Please get in touch if you feel that something is missing. I do not claim that these resources are useful for everyone, or that they represent the the most influential works of sustainability research in ICT. Yet, it’s a collection of literature that helped me personally to find my way into this field, and I very much hope that it is useful for you.

Key Publications

Start Here

  • Cook, G., & Jardim, E. (2017). “Guide to Greener Electronics 2017.” Greenpeace. Retrieved from https://www.greenpeace.org/usa/reports/greener-electronics-2017/
    Why read it? The report gives a concise overview of the different facets of sustainability in the context of electronics products. A range of companies are ranked along a spectrum of criteria that you might not have thought of before.
  • Gossart, C. (2015). “Rebound effects and ICT : a review of the literature.” ICT innovations for sustainability, Advances in Intelligent Systems and Computing. Retrieved from https://doi.org/10.1007/978-3-319-09228-7_26
    Why read it? Across sectors and including ICT, we have witnessed important gains in materials and energy efficiency over the last years. Importantly, these gains did not lead to a global drop in resource usage or emissions, rather to the contrary, overall consumption is increasing. This paper discusses the “rebound effects” that lead to increased consumption when consumption becomes effectively cheaper.
════════════════════
- [TASKS FOR THIS EXERCISE]:
[A] In the reading list on sustainability in ICT, which organization issued the "Guide to Greener Electronics 2017"?
[B] Rewrite the listing from its first line through the line containing "xmin=903 ymin=718 xmax=1024 ymax=768", substituting "Target" for every "Query" and changing nothing else. Leave the pictures out.
════════════════════
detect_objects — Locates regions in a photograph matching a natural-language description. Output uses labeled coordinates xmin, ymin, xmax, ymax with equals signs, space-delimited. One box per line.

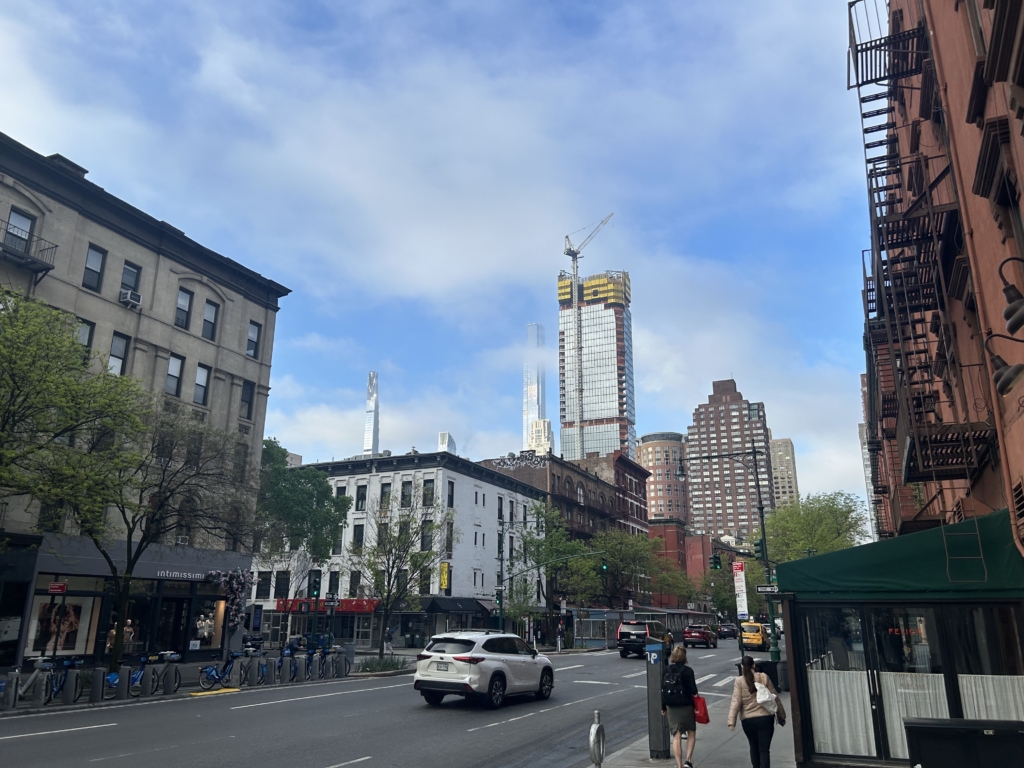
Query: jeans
xmin=740 ymin=715 xmax=775 ymax=768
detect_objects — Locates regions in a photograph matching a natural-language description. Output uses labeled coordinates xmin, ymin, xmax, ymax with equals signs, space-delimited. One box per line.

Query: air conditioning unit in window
xmin=120 ymin=291 xmax=142 ymax=309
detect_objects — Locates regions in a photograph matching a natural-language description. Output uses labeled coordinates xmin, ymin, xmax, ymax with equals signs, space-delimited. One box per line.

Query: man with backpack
xmin=662 ymin=645 xmax=697 ymax=768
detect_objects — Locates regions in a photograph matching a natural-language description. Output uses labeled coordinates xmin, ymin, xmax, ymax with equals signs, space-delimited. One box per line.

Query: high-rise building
xmin=362 ymin=371 xmax=381 ymax=456
xmin=686 ymin=379 xmax=775 ymax=538
xmin=769 ymin=437 xmax=800 ymax=507
xmin=522 ymin=323 xmax=551 ymax=451
xmin=637 ymin=432 xmax=687 ymax=519
xmin=558 ymin=270 xmax=636 ymax=460
xmin=526 ymin=419 xmax=555 ymax=454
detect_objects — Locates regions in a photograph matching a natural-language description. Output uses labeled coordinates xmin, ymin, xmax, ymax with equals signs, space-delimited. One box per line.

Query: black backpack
xmin=662 ymin=667 xmax=693 ymax=707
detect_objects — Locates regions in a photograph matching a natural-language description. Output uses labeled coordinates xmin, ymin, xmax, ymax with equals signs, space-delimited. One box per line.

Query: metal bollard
xmin=590 ymin=710 xmax=604 ymax=768
xmin=89 ymin=667 xmax=106 ymax=703
xmin=0 ymin=670 xmax=22 ymax=710
xmin=114 ymin=665 xmax=131 ymax=700
xmin=60 ymin=667 xmax=78 ymax=703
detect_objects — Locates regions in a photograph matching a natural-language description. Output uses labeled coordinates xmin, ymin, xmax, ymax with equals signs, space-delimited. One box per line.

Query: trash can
xmin=903 ymin=718 xmax=1024 ymax=768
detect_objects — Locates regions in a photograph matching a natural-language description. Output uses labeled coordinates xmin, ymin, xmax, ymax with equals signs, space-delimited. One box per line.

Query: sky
xmin=0 ymin=0 xmax=867 ymax=497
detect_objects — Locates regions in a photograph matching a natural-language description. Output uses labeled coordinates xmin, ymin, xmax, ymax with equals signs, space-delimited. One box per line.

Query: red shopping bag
xmin=693 ymin=696 xmax=711 ymax=725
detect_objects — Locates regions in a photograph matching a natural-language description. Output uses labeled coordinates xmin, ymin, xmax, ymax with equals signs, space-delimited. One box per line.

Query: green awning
════════════════════
- [THE RESULTS]:
[A] Greenpeace

[B]
detect_objects — Locates regions in a photograph matching a natural-language description. Output uses labeled coordinates xmin, ymin, xmax, ymax with equals signs, space-delimited. One box per line.

Target: jeans
xmin=740 ymin=715 xmax=775 ymax=768
detect_objects — Locates regions in a photograph matching a natural-language description. Output uses labeled coordinates xmin, ymin, xmax, ymax with equals signs, space-delimited. One box per line.

Target: air conditioning unit in window
xmin=120 ymin=291 xmax=142 ymax=309
detect_objects — Locates regions in a photograph matching a natural-language description. Output uses labeled coordinates xmin, ymin, xmax, ymax with equals signs, space-delimited. One box per line.

Target: man with backpack
xmin=662 ymin=645 xmax=697 ymax=768
detect_objects — Locates regions in a photograph matching a natural-language description. Output uses labeled coordinates xmin, ymin, xmax, ymax with equals signs, space-delimited. One box per line.

Target: high-rise building
xmin=362 ymin=371 xmax=381 ymax=456
xmin=686 ymin=379 xmax=775 ymax=538
xmin=769 ymin=437 xmax=800 ymax=507
xmin=522 ymin=323 xmax=551 ymax=451
xmin=637 ymin=432 xmax=687 ymax=519
xmin=558 ymin=270 xmax=636 ymax=460
xmin=526 ymin=419 xmax=555 ymax=454
detect_objects — Locates regions in a photograph matching a natural-language description. Output uses labeled coordinates xmin, ymin, xmax, ymax with equals signs, space-delimited. One box per line.

Target: black backpack
xmin=662 ymin=667 xmax=693 ymax=707
detect_objects — Locates regions in a photograph matching a natural-language description. Output uses labeled coordinates xmin, ymin, xmax, ymax with equals signs, space-delimited. One box per line.

Target: metal bollard
xmin=590 ymin=710 xmax=604 ymax=768
xmin=89 ymin=667 xmax=106 ymax=703
xmin=0 ymin=670 xmax=22 ymax=710
xmin=114 ymin=665 xmax=131 ymax=700
xmin=60 ymin=667 xmax=78 ymax=703
detect_objects — Locates regions in a photograph matching a natural-language description. Output uses labeled coordinates xmin, ymin, xmax, ymax with equals signs, space-delimited. One box per line.

Target: trash can
xmin=903 ymin=718 xmax=1024 ymax=768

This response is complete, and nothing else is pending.